> **課題**
a – U-19日本代表の記事について、次の記述(i)〜(iii)がそれぞれ本文と合うかを「はい」か「いいえ」で答え、判断の決め手となる本文の語句をそのまま引用せよ。(i) 準々決勝は2018年10月28日にジャカルタで行われた。(ii) 試合の観衆はおよそ3万人だった。(iii) 伊藤洋輝は、緊張はまったくなかったと述べた。
b – 記録のうち「backdrop in this photo.」を含む行から始まり、記録の最後の行で終わる範囲を、両端の行も含めて一字一句変えずに書き写せ。

> **本文**
·····

Japan U-19

4大会連続敗退を経て。U-19日本代表が2大会連続“世界切符”を獲得できた理由

■記憶にないレベルの完全アウェイマッチ

2018年10月28日、インドネシアの首都ジャカルタで行われたのは、ユース年代ではちょっと記憶にないレベルの完全アウェイマッチだった。

AFC U-19選手権準々決勝。勝てばU-20ワールドカップ出場権を得られる大一番に詰め掛けた6万人超の大観衆の99%以上はインドネシア人。凄まじい声量の国歌斉唱は正直鳥肌が立ったし、地鳴りのようなインドネシアコールには魂を揺さぶられるようだった。

「みんなスピーカーでも持っているのかなというくらい。日本の応援(スタイル)とはまた違っていて、みんながみんな、声が馬鹿でかい。どこがゴール裏なのかわからないくらい、声が大きかった」

独特の言い回しで完全アウェイの様子を形容してくれたのはFW久保建英(横浜F・マリノス)である。

一方、前半からのあまりの圧に対して、選手はこんな大声では最後までもたないだろうとも思っていたそうだが、「雰囲気に呑まれないようにしようという話はしていたんですけれど、後半またすごい圧力の声が来た」とMF伊藤洋輝(ジュビロ磐田)が苦笑いとともに振り返ったように、のしかかったプレッシャーは並ではなかった。

影山雅永監督も「ちょっとボールを運ばれただけのシーンであっても、物凄い大歓声になるので、選手たちも影響を受けていたと思う」と言うし、「緊張がないということはなかった」と伊藤も率直に認める。ただ、だから折れるとか、だから怯むとかいうこともなかった。彼らが演じたのは、胸を張ってそう言える試合でもあった。

·····

> **データ抜粋**

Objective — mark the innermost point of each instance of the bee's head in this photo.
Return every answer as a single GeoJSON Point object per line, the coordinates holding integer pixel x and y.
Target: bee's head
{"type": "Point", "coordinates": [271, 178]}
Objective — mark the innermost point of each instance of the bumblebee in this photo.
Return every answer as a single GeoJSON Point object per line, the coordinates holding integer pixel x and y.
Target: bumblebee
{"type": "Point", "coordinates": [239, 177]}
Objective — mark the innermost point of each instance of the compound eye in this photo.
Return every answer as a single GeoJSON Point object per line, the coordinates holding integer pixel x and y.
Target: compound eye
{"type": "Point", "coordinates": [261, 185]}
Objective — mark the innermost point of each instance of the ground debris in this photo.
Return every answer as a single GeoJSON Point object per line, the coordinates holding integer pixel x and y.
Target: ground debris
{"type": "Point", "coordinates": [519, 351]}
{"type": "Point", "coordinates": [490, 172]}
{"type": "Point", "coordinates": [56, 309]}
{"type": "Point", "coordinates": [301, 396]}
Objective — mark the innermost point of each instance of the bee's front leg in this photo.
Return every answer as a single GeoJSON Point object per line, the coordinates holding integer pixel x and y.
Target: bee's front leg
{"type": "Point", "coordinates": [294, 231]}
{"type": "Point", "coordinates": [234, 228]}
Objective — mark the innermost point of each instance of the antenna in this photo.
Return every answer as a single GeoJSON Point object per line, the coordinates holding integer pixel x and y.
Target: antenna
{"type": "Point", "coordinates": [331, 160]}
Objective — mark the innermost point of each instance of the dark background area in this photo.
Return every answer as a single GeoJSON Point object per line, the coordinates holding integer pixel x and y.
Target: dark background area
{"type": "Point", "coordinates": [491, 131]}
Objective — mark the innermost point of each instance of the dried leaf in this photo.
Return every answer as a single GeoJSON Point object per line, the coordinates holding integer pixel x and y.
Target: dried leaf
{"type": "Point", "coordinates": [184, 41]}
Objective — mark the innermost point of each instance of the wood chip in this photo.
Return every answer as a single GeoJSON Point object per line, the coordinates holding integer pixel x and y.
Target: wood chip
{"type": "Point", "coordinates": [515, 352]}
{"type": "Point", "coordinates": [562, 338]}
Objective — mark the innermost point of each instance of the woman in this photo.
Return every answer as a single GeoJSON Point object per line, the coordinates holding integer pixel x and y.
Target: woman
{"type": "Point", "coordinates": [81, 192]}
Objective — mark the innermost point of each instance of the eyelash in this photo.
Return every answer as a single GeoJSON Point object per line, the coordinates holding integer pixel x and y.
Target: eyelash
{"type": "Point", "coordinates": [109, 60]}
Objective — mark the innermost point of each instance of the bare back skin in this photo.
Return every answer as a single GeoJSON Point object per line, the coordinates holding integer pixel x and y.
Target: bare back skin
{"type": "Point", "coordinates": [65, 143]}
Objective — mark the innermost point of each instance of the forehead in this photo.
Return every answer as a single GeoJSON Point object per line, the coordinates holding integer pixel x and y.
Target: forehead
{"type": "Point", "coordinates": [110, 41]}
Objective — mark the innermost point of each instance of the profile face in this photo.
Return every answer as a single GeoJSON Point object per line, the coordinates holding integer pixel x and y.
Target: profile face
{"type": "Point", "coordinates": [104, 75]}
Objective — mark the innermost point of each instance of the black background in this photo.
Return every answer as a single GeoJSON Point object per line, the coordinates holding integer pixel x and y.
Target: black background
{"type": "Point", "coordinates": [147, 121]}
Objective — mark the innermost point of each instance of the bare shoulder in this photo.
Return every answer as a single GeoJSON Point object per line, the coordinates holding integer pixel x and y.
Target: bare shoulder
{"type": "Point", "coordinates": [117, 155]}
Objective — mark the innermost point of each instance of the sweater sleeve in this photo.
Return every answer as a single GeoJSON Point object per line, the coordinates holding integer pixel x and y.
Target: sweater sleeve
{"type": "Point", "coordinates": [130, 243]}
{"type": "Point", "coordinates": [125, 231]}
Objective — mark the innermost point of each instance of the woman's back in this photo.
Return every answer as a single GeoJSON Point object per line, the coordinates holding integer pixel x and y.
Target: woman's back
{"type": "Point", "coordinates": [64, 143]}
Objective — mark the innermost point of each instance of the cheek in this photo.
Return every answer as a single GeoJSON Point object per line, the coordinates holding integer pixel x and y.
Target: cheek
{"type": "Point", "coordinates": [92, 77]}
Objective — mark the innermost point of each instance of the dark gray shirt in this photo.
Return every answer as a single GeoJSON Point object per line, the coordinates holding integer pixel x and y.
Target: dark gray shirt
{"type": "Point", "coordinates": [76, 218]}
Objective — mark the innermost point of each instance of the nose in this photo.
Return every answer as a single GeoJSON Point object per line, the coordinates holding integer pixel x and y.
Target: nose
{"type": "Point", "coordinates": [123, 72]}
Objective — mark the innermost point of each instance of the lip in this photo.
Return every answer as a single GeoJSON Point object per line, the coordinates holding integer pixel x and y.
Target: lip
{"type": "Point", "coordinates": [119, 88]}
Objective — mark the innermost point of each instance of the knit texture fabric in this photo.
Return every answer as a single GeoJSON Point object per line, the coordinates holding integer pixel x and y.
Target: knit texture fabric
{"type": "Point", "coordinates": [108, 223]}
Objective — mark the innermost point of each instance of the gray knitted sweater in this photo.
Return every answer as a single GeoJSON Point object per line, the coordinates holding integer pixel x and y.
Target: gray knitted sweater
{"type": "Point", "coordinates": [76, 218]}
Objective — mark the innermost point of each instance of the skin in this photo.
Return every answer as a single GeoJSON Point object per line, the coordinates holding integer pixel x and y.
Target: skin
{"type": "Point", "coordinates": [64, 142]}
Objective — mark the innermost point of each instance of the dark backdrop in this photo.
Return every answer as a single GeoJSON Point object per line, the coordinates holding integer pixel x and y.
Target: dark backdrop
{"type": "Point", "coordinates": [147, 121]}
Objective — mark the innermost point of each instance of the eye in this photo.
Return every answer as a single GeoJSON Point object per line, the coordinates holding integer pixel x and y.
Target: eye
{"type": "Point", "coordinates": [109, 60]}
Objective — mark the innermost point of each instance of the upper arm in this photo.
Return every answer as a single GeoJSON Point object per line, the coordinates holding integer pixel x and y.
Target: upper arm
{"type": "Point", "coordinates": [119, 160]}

·····

> **解答**
a –
(i) はい。「2018年10月28日、インドネシアの首都ジャカルタで行われた」
(ii) いいえ。「6万人超の大観衆」
(iii) いいえ。「「緊張がないということはなかった」と伊藤も率直に認める」

b –
Objective — mark the innermost point of each instance of the dark backdrop in this photo.
Return every answer as a single GeoJSON Point object per line, the coordinates holding integer pixel x and y.
Target: dark backdrop
{"type": "Point", "coordinates": [147, 121]}
Objective — mark the innermost point of each instance of the eye in this photo.
Return every answer as a single GeoJSON Point object per line, the coordinates holding integer pixel x and y.
Target: eye
{"type": "Point", "coordinates": [109, 60]}
Objective — mark the innermost point of each instance of the upper arm in this photo.
Return every answer as a single GeoJSON Point object per line, the coordinates holding integer pixel x and y.
Target: upper arm
{"type": "Point", "coordinates": [119, 160]}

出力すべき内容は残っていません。